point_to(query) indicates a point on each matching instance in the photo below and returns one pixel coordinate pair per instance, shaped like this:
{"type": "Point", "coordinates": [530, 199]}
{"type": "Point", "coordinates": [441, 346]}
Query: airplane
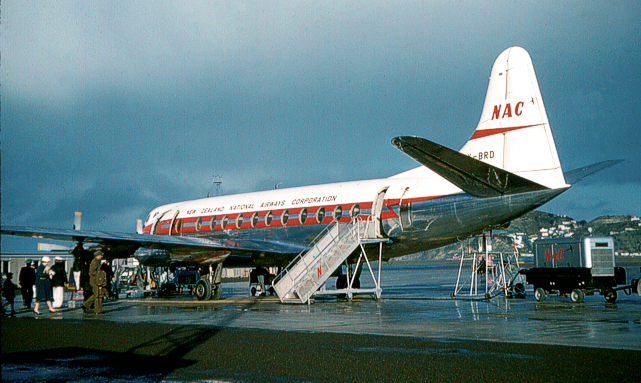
{"type": "Point", "coordinates": [509, 167]}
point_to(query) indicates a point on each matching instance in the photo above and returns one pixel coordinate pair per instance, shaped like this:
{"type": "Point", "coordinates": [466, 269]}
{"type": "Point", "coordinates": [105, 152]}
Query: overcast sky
{"type": "Point", "coordinates": [112, 108]}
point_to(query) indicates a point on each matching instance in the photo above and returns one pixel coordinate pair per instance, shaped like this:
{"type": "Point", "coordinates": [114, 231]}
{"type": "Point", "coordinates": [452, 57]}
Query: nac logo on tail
{"type": "Point", "coordinates": [507, 110]}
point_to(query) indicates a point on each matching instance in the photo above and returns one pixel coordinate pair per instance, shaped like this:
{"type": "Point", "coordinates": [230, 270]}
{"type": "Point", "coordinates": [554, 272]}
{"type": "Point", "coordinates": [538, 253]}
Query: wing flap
{"type": "Point", "coordinates": [475, 177]}
{"type": "Point", "coordinates": [174, 244]}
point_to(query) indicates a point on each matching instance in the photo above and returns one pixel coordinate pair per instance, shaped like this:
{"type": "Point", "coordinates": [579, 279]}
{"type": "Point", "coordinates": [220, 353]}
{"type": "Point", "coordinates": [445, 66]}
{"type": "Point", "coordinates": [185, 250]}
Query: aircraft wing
{"type": "Point", "coordinates": [475, 177]}
{"type": "Point", "coordinates": [124, 244]}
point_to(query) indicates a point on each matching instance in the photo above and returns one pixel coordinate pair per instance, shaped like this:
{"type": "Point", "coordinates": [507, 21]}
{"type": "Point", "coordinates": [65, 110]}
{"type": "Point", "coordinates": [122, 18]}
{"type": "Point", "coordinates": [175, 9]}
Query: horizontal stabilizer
{"type": "Point", "coordinates": [475, 177]}
{"type": "Point", "coordinates": [576, 175]}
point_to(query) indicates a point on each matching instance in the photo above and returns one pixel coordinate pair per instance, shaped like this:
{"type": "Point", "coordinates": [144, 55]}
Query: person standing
{"type": "Point", "coordinates": [43, 286]}
{"type": "Point", "coordinates": [26, 280]}
{"type": "Point", "coordinates": [106, 267]}
{"type": "Point", "coordinates": [9, 292]}
{"type": "Point", "coordinates": [58, 282]}
{"type": "Point", "coordinates": [96, 289]}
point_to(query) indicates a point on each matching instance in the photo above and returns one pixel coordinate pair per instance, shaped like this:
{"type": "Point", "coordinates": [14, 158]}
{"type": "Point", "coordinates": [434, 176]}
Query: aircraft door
{"type": "Point", "coordinates": [377, 210]}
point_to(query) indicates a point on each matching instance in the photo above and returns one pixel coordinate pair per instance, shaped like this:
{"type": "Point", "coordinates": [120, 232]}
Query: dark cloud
{"type": "Point", "coordinates": [113, 109]}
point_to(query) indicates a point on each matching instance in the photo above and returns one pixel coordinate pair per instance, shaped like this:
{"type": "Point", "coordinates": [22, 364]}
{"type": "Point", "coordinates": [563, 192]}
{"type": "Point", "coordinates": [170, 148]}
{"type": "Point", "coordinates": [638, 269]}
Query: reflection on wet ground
{"type": "Point", "coordinates": [416, 302]}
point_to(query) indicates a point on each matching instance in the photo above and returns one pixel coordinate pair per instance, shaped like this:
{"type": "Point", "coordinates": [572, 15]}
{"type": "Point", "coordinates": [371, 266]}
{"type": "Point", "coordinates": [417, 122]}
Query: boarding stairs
{"type": "Point", "coordinates": [302, 278]}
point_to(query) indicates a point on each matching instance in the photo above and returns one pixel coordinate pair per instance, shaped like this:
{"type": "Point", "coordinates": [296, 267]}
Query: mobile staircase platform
{"type": "Point", "coordinates": [309, 271]}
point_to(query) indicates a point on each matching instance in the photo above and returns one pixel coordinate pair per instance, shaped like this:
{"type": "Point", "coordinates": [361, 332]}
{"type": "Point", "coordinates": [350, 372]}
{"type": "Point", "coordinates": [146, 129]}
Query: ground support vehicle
{"type": "Point", "coordinates": [577, 267]}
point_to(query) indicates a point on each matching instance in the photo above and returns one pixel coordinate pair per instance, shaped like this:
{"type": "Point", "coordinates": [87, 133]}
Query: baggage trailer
{"type": "Point", "coordinates": [577, 267]}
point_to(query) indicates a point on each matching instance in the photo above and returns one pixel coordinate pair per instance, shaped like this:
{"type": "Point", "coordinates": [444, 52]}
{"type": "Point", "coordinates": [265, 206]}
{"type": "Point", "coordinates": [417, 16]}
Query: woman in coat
{"type": "Point", "coordinates": [44, 292]}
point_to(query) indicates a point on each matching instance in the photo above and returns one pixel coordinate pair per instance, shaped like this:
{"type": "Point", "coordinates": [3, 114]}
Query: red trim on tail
{"type": "Point", "coordinates": [491, 132]}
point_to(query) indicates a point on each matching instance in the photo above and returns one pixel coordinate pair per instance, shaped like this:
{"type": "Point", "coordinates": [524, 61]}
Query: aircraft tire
{"type": "Point", "coordinates": [539, 294]}
{"type": "Point", "coordinates": [203, 290]}
{"type": "Point", "coordinates": [217, 291]}
{"type": "Point", "coordinates": [610, 295]}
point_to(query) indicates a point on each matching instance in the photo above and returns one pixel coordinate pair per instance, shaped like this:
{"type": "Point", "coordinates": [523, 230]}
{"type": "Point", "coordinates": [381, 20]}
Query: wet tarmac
{"type": "Point", "coordinates": [415, 320]}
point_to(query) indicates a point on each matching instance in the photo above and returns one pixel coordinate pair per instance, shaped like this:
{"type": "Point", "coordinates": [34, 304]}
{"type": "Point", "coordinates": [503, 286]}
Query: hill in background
{"type": "Point", "coordinates": [523, 231]}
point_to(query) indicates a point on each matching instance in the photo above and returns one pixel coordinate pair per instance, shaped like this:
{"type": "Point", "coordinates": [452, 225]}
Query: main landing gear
{"type": "Point", "coordinates": [210, 286]}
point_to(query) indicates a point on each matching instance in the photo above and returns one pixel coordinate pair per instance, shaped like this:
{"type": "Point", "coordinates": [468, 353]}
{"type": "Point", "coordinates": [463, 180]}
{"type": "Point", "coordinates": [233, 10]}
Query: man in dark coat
{"type": "Point", "coordinates": [43, 286]}
{"type": "Point", "coordinates": [26, 280]}
{"type": "Point", "coordinates": [58, 282]}
{"type": "Point", "coordinates": [97, 293]}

**Prompt**
Leave out the pictures and output the rest of the material exactly as written.

**Completed exercise**
point_to(query) indicates a point on each matching instance in the photo below and returns one pixel coordinate pair per instance, shaped like this:
{"type": "Point", "coordinates": [530, 199]}
{"type": "Point", "coordinates": [441, 346]}
Query: airplane
{"type": "Point", "coordinates": [509, 167]}
point_to(query) indicates a point on each matching instance in the photo above and returns one pixel coordinate pair per instance, shaped like this:
{"type": "Point", "coordinates": [466, 269]}
{"type": "Point", "coordinates": [105, 152]}
Query: overcast sky
{"type": "Point", "coordinates": [112, 108]}
point_to(query) indicates a point on each matching instance in the photo above and returns one pixel coordinate pair per instance, shaped like this:
{"type": "Point", "coordinates": [114, 231]}
{"type": "Point", "coordinates": [452, 57]}
Query: nac logo on tail
{"type": "Point", "coordinates": [507, 110]}
point_to(query) indicates a point on each matching instance in the photo above and returns one pixel coordinate pair per instance, shaped like this:
{"type": "Point", "coordinates": [230, 270]}
{"type": "Point", "coordinates": [554, 272]}
{"type": "Point", "coordinates": [538, 253]}
Query: wing flap
{"type": "Point", "coordinates": [475, 177]}
{"type": "Point", "coordinates": [174, 244]}
point_to(query) indicates a point on each matching instance in the photo above and returns one pixel coordinate pair per instance, shaped like this:
{"type": "Point", "coordinates": [579, 279]}
{"type": "Point", "coordinates": [220, 353]}
{"type": "Point", "coordinates": [445, 66]}
{"type": "Point", "coordinates": [185, 250]}
Query: aircraft wing
{"type": "Point", "coordinates": [475, 177]}
{"type": "Point", "coordinates": [124, 244]}
point_to(query) indicates a point on each matching instance in the photo above and returns one pixel coordinate pair per instance, shaped like this:
{"type": "Point", "coordinates": [507, 21]}
{"type": "Point", "coordinates": [65, 110]}
{"type": "Point", "coordinates": [122, 18]}
{"type": "Point", "coordinates": [175, 9]}
Query: horizontal stabilizer
{"type": "Point", "coordinates": [475, 177]}
{"type": "Point", "coordinates": [576, 175]}
point_to(query) indicates a point on each matching instance in the photo above and returns one pixel coordinate pair per instance, shaped like this:
{"type": "Point", "coordinates": [144, 55]}
Query: person standing
{"type": "Point", "coordinates": [43, 286]}
{"type": "Point", "coordinates": [26, 280]}
{"type": "Point", "coordinates": [106, 267]}
{"type": "Point", "coordinates": [9, 292]}
{"type": "Point", "coordinates": [58, 282]}
{"type": "Point", "coordinates": [96, 289]}
point_to(query) indicates a point on each matching instance in the photo above and returns one pixel coordinate pair per instance, shaped like this:
{"type": "Point", "coordinates": [14, 158]}
{"type": "Point", "coordinates": [434, 176]}
Query: aircraft door
{"type": "Point", "coordinates": [377, 210]}
point_to(query) indicates a point on each matching instance in the photo above and returns one pixel coordinate pair per instance, shaped like this:
{"type": "Point", "coordinates": [120, 232]}
Query: dark cloud
{"type": "Point", "coordinates": [113, 109]}
point_to(query) indicates a point on each matching instance in the photo above and returns one pixel coordinate pair per instance, shaped like this:
{"type": "Point", "coordinates": [22, 364]}
{"type": "Point", "coordinates": [563, 192]}
{"type": "Point", "coordinates": [170, 148]}
{"type": "Point", "coordinates": [638, 269]}
Query: reflection on wet ground
{"type": "Point", "coordinates": [416, 302]}
point_to(query) indicates a point on each matching instance in the photo above and returns one pixel coordinate pair per instance, shaped like this:
{"type": "Point", "coordinates": [572, 15]}
{"type": "Point", "coordinates": [371, 266]}
{"type": "Point", "coordinates": [417, 122]}
Query: boarding stairs
{"type": "Point", "coordinates": [302, 278]}
point_to(query) indicates a point on each matching instance in the photo above and returns one pixel coordinate pair per instance, shaped like this:
{"type": "Point", "coordinates": [296, 267]}
Query: mobile staircase platform
{"type": "Point", "coordinates": [309, 271]}
point_to(query) indicates a point on each matching instance in the photo above and returns one pixel coordinate pair per instance, shaped like this:
{"type": "Point", "coordinates": [361, 332]}
{"type": "Point", "coordinates": [350, 372]}
{"type": "Point", "coordinates": [146, 129]}
Query: ground support vehicle
{"type": "Point", "coordinates": [577, 267]}
point_to(query) indicates a point on each matching instance in the photo above and returns one pixel coordinate pair per instance, shaped like this:
{"type": "Point", "coordinates": [87, 133]}
Query: baggage trailer
{"type": "Point", "coordinates": [577, 267]}
point_to(query) indicates a point on each matching instance in the photo above and returns one pixel coordinate pair per instance, shaped like this:
{"type": "Point", "coordinates": [444, 52]}
{"type": "Point", "coordinates": [265, 206]}
{"type": "Point", "coordinates": [417, 16]}
Query: woman in coat
{"type": "Point", "coordinates": [44, 292]}
point_to(query) indicates a point on each matching instance in the photo above and returns one pixel coordinate pair per instance, shaped like this:
{"type": "Point", "coordinates": [3, 114]}
Query: red trim on tail
{"type": "Point", "coordinates": [491, 132]}
point_to(query) indicates a point on each matching instance in the photo above and returns one pixel coordinate pair per instance, shaped like this:
{"type": "Point", "coordinates": [524, 61]}
Query: aircraft tire
{"type": "Point", "coordinates": [539, 294]}
{"type": "Point", "coordinates": [203, 290]}
{"type": "Point", "coordinates": [217, 291]}
{"type": "Point", "coordinates": [610, 295]}
point_to(query) indicates a point on each matching instance in the photo above and returns one pixel coordinate pair per instance, shaped like this:
{"type": "Point", "coordinates": [523, 230]}
{"type": "Point", "coordinates": [381, 20]}
Query: wet tarmac
{"type": "Point", "coordinates": [415, 320]}
point_to(query) indicates a point on each matching instance in the photo above and returns one pixel coordinate pair per instance, shaped like this:
{"type": "Point", "coordinates": [34, 304]}
{"type": "Point", "coordinates": [503, 286]}
Query: hill in background
{"type": "Point", "coordinates": [523, 231]}
point_to(query) indicates a point on each matching instance in the photo above and returns one pixel coordinate pair per instance, shaped like this:
{"type": "Point", "coordinates": [452, 225]}
Query: main landing gear
{"type": "Point", "coordinates": [210, 286]}
point_to(query) indicates a point on each matching instance in the photo above and returns one pixel coordinate pair per instance, shaped like this:
{"type": "Point", "coordinates": [468, 353]}
{"type": "Point", "coordinates": [463, 180]}
{"type": "Point", "coordinates": [233, 10]}
Query: man in dark coat
{"type": "Point", "coordinates": [43, 286]}
{"type": "Point", "coordinates": [26, 280]}
{"type": "Point", "coordinates": [58, 282]}
{"type": "Point", "coordinates": [97, 293]}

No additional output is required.